Chiron and Mars? A Poem It Is, Then


In an introductory astrology class last week, I found myself yet again attempting to explain Chiron’s role in our lives. “The place where we’re wounded, and can eventually heal others,” has never quite satisfied me, and didn’t quite satisfy the class participants, either. I decided to get Piscean about the whole thing, and started digging through the poetry shelves for an appropriately Chironic poem.

If you can’t exactly explain something, you can always obscure it even further, preferably with lengthy free verse. Eventually you’ll come out the other side into perfect understanding, right?

As I was searching for a suitably confusing poem, it suddenly occurred to me: all the great poems are Chironic things-- all the great artworks, too, and all the great music.

Bingo!

Chiron represents the speck of dirt in an oyster around which a pearl can grow. Most artists and poets have one or two main themes to which they always return; these themes reflect their Chironic weak points. This is the place they’ve been hurt, shattered, shocked, stunted, confused, rejected, or otherwise deeply affected; when we read a poem or look at a painting, we see the artist’s attempt to shed light onto his or her own mysterious soft spot.

It’s as if the artist in question has been struck by something terrible/beautiful/strange, and must analyze it— recreate it in a different form —in order to better understand it. If the artist or poet has a bit of talent and sticks with the craft, this can result in amazing works of art.

Of course, we all have Chiron placements, whether or not we make art. Confronting Chiron can be the toughest thing any of us ever do, second only to confronting the fact that Chiron never goes away. We aren’t ever really healed, not where Chiron is concerned; that one unanswered question never makes enough ultimate sense that we can just call it a day and go home.

It’s like Sisyphus rolling the great big rock uphill for eternity. Oh, look, you’re going to get a poem after all...


XI

from The Dance Floor on the Mountain by Pentti Saarikoski, trans. by Anselm Hollo


Sisyphus, his day’s work done, and the sun
rolls from zenith to the southeast;
the only table manners you need to know
are: eat with humility.
Before you start, set aside the book you were reading
about a small nation overshadowed
by one more powerful
when you’re done wash the dishes, calmly
then you can live
until sunset as if you were free of
the burden of all the stories
you haven’t heard
a few more crimes can always be found in the world
than you thought possible.

^^^^

EXERCISE REQUIREMENTS: Decide whether each of the following statements agrees with the essay on Chiron, answering yes or no and quoting the words of the essay that settle each one. 1. The author has always found the definition "The place where we're wounded, and can eventually heal others" fully adequate. 2. The poem quoted in the essay appears in a translation by Anselm Hollo. 3. The essay holds that a person can eventually be completely healed where Chiron is concerned.

PROVIDED MATERIAL:
^^^^

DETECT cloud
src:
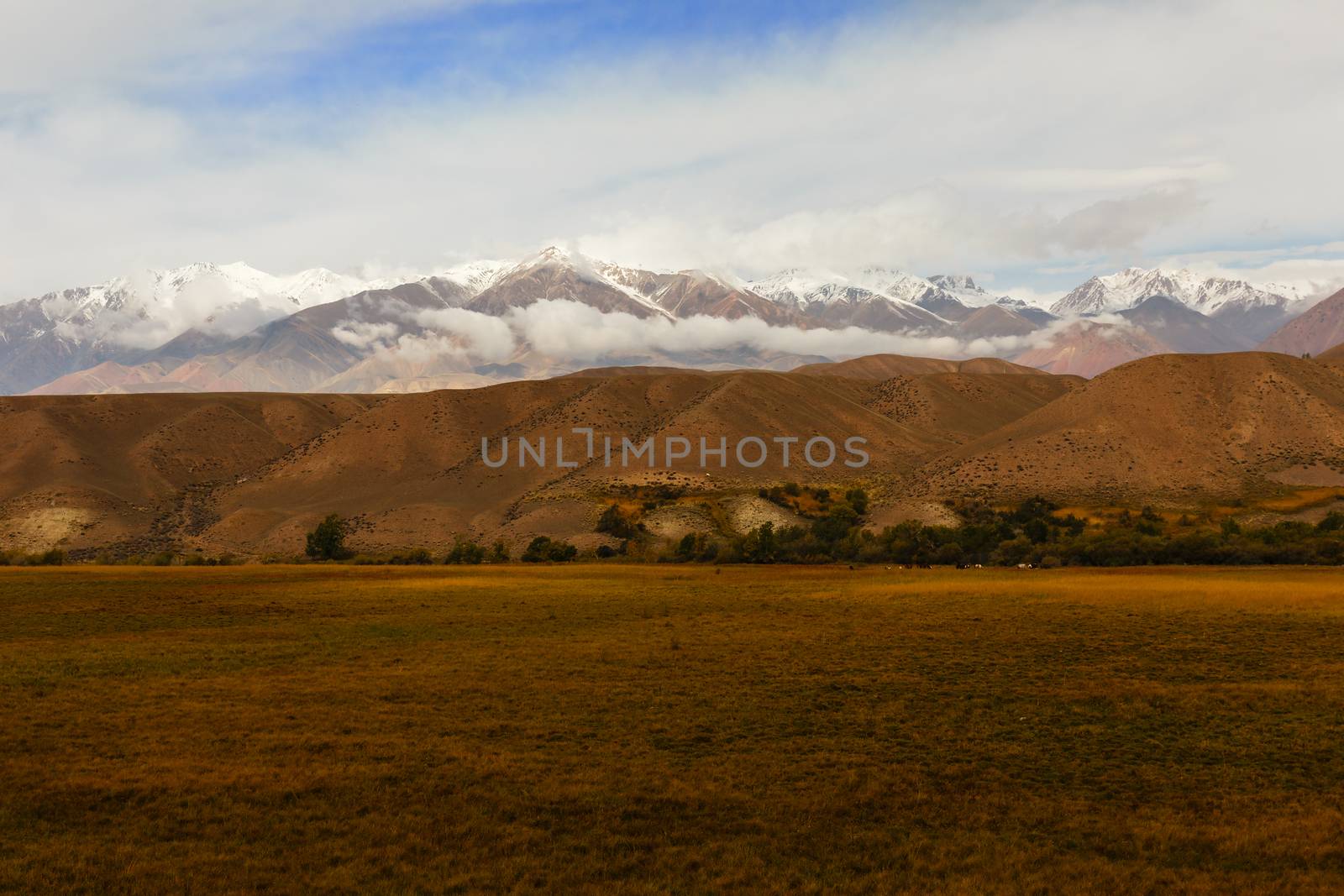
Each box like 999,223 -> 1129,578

^^^^

WRITTEN SOLUTION:
1. No: "has never quite satisfied me"
2. Yes: "trans. by Anselm Hollo"
3. No: "We aren’t ever really healed, not where Chiron is concerned"